» **Document segment**
As young governor, Brown went his own way

GOP gubernatorial nominee Meg Whitman paints rival Jerry Brown as a machine Democrat who as governor decades ago spent big and coddled liberal interests while pursuing an expansive role for government. Brown says he was a deficit hawk who deftly managed the state’s finances and a world-class educational system.

Neither of the conflicting portrayals, featured in the battle the two have been waging on California’s airwaves, is exactly how those eight years went.

Brown disdained political convention and protocol and refused to govern as a run-of-the-mill liberal. He tangled with the Legislature constantly, though it was controlled by fellow Democrats: Lawmakers overrode his vetoes 12 times. And although his early approval rating hit 85% — higher than Ronald Reagan’s had reached — Brown ultimately tripped over his famous frugality, irritating voters by squeezing local schools, delaying road construction and neglecting the growing state university system.

“He had his own ideology, and it was one we had never seen before,” said Paul Priolo, who was the Assembly Republican leader during part of Brown’s governorship. “He was different.”


Brown had many successes, and several of his ideas — carpool lanes, satellite communications for California, computers in classrooms —- are commonplace now. He was the skilled dealmaker who, at 37, negotiated the landmark farm labor agreement that ended the nationwide produce boycotts. He protected some of the state’s most pristine lands and crafted energy policies that sowed the seeds of a green economy long before it was stylish.

But he was also the distracted intellectual who dawdled as soaring property taxes began to crush homeowners, spurring a ballot box revolt. He was paralyzed by the Medfly crisis and criticized for being inattentive to schools.

» **Directions**
a) Decide whether each statement agrees with the article above on Jerry Brown's governorship, answering yes or no and quoting the deciding words: (i) Lawmakers overrode Brown's vetoes 12 times. (ii) Brown's early approval rating was lower than the highest Ronald Reagan had reached. (iii) Brown was 37 when he negotiated the farm labor agreement.
b) Resume the article on Jerry Brown's governorship, picking up after its last sentence.

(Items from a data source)
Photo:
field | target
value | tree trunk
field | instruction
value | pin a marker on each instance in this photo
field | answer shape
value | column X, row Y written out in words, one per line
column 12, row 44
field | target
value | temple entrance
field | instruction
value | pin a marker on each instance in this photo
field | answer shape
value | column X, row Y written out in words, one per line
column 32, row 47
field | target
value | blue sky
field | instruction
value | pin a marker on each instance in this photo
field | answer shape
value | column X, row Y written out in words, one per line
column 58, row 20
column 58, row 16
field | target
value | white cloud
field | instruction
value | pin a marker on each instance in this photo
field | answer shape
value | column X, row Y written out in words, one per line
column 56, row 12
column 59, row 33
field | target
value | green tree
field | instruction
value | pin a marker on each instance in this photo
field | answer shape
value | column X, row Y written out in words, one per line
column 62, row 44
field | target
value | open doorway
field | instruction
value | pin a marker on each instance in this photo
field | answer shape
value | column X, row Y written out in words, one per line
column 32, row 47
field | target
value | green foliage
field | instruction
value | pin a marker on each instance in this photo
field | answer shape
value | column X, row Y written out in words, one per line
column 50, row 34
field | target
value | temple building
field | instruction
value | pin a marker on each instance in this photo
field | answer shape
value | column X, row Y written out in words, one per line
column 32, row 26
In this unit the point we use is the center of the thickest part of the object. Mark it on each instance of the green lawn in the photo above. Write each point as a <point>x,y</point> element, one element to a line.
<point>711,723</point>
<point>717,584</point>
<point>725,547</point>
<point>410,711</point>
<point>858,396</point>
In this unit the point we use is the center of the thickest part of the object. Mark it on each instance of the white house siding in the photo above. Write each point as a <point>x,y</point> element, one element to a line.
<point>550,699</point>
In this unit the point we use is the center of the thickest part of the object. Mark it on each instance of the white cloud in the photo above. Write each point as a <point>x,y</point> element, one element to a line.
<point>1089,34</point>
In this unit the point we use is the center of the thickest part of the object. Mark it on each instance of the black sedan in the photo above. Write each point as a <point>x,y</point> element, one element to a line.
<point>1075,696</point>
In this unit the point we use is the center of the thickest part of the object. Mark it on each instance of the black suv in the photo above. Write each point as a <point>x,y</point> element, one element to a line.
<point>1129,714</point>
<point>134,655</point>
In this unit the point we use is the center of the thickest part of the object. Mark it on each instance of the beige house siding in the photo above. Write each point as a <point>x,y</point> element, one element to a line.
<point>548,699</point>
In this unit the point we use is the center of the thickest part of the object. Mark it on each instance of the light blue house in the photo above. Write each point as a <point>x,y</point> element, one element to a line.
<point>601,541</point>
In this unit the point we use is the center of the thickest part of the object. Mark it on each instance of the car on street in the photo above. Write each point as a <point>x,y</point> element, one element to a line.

» **Responses to the tasks**
a)
(i) Yes: "Lawmakers overrode his vetoes 12 times."
(ii) No: "his early approval rating hit 85% — higher than Ronald Reagan’s had reached"
(iii) Yes: "at 37, negotiated the landmark farm labor agreement that ended the nationwide produce boycotts"

b)
He recruited a dynamic group of Californians to run the government, spurning the usual insiders and filling many prominent positions with women and minorities for the first time. Some of them helped usher in such pioneering policies as a 25% reduction in air pollution and pressured Detroit for more environmentally friendly cars.

Others flailed. Rose Bird, the ardent death penalty opponent with no judicial experience whom Brown appointed as chief justice of the Supreme Court, was ultimately rejected by a 2-1 margin in a regularly scheduled retention vote.

Lawmakers were inclined to dislike Brown from the start. He came into office on the heels of a successful initiative campaign to ban lavish gifts from lobbyists to politicians. Lawmakers had earlier rejected Brown’s “two hamburgers and a Coke” proposal, inspired by his view that that’s about all a lobbyist should be allowed to buy a lawmaker.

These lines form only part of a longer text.